(Text-to-region grounding data)
────
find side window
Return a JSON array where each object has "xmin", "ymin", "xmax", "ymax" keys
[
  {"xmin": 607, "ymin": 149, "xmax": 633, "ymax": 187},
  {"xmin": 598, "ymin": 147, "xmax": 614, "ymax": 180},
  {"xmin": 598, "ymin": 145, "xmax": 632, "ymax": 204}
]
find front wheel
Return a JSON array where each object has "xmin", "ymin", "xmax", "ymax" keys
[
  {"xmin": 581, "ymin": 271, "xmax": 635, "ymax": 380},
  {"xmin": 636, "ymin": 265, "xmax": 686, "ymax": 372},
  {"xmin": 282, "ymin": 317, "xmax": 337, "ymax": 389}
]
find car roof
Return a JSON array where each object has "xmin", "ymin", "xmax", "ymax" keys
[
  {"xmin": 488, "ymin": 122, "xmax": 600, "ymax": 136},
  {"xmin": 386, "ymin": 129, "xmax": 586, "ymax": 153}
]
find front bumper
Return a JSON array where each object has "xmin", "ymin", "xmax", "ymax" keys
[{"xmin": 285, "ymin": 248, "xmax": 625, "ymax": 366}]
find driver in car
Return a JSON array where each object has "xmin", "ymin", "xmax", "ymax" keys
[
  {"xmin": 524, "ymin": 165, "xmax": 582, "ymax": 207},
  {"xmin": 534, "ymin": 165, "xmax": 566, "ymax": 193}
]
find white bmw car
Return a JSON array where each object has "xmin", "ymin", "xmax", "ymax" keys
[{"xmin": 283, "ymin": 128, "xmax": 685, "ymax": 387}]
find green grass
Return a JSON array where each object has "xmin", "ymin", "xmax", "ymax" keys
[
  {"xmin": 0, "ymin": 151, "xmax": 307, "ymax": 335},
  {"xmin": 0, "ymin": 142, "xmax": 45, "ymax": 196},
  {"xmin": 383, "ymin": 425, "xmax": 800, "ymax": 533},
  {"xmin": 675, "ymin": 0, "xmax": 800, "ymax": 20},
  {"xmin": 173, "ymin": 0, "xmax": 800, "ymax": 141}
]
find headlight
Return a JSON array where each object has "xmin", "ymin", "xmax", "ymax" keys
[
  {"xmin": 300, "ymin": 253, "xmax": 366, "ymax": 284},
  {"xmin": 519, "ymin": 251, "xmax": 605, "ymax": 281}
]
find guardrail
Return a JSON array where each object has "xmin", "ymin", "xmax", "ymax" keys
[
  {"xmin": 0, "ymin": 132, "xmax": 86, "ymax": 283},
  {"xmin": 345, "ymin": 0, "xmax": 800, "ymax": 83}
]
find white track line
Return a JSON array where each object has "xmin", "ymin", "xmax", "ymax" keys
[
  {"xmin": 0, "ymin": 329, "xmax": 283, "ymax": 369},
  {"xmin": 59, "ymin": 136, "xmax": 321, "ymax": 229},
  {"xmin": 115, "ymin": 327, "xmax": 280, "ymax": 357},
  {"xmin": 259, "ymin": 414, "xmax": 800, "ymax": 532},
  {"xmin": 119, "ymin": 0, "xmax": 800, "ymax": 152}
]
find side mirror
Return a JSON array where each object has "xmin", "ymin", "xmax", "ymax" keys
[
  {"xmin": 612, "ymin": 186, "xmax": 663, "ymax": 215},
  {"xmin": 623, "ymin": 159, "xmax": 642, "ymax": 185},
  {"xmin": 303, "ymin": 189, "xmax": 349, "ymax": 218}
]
────
Repeat each entry word for word.

_SOLVED EXERCISE_
find side window
Return a JSON array where each object has "xmin", "ymin", "xmax", "ymax" keys
[
  {"xmin": 607, "ymin": 149, "xmax": 633, "ymax": 187},
  {"xmin": 598, "ymin": 147, "xmax": 614, "ymax": 180},
  {"xmin": 598, "ymin": 145, "xmax": 632, "ymax": 204}
]
find front wheel
Return a JSON array where each object has "xmin", "ymin", "xmax", "ymax" keys
[
  {"xmin": 581, "ymin": 271, "xmax": 635, "ymax": 380},
  {"xmin": 636, "ymin": 265, "xmax": 686, "ymax": 372},
  {"xmin": 282, "ymin": 317, "xmax": 337, "ymax": 389}
]
find car roof
Return a JSON array where each object has "xmin", "ymin", "xmax", "ymax" keys
[
  {"xmin": 488, "ymin": 122, "xmax": 600, "ymax": 136},
  {"xmin": 386, "ymin": 129, "xmax": 586, "ymax": 153}
]
find front bumper
Return a JSON array where each object has "xmin", "ymin", "xmax", "ymax" keys
[{"xmin": 285, "ymin": 248, "xmax": 625, "ymax": 366}]
find driver in car
Return a JSON array where each object has "xmin", "ymin", "xmax", "ymax" keys
[
  {"xmin": 524, "ymin": 165, "xmax": 582, "ymax": 207},
  {"xmin": 534, "ymin": 165, "xmax": 566, "ymax": 193}
]
find white bmw car
Return a JSON array where each object has "xmin", "ymin", "xmax", "ymax" keys
[{"xmin": 283, "ymin": 128, "xmax": 685, "ymax": 387}]
find green grass
Return a JSON array where each object has "xmin", "ymin", "xmax", "ymax" keys
[
  {"xmin": 0, "ymin": 151, "xmax": 307, "ymax": 335},
  {"xmin": 0, "ymin": 142, "xmax": 45, "ymax": 196},
  {"xmin": 383, "ymin": 425, "xmax": 800, "ymax": 533},
  {"xmin": 675, "ymin": 0, "xmax": 800, "ymax": 20},
  {"xmin": 173, "ymin": 0, "xmax": 800, "ymax": 141}
]
find headlight
Return a JSON array where each object has "xmin", "ymin", "xmax", "ymax" keys
[
  {"xmin": 300, "ymin": 253, "xmax": 366, "ymax": 284},
  {"xmin": 519, "ymin": 251, "xmax": 605, "ymax": 281}
]
find guardrail
Return a JSON array where each object has "xmin", "ymin", "xmax", "ymax" keys
[
  {"xmin": 0, "ymin": 132, "xmax": 86, "ymax": 283},
  {"xmin": 345, "ymin": 0, "xmax": 800, "ymax": 83}
]
find white track line
Return a JSON array where each object has "xmin", "ymin", "xmax", "ymax" keys
[
  {"xmin": 0, "ymin": 329, "xmax": 283, "ymax": 369},
  {"xmin": 59, "ymin": 136, "xmax": 321, "ymax": 229},
  {"xmin": 115, "ymin": 327, "xmax": 280, "ymax": 357},
  {"xmin": 259, "ymin": 414, "xmax": 800, "ymax": 532},
  {"xmin": 119, "ymin": 0, "xmax": 800, "ymax": 152}
]
find side mirror
Return a JSON array where each object has "xmin", "ymin", "xmax", "ymax" keys
[
  {"xmin": 612, "ymin": 186, "xmax": 663, "ymax": 215},
  {"xmin": 623, "ymin": 159, "xmax": 642, "ymax": 185},
  {"xmin": 303, "ymin": 189, "xmax": 349, "ymax": 218}
]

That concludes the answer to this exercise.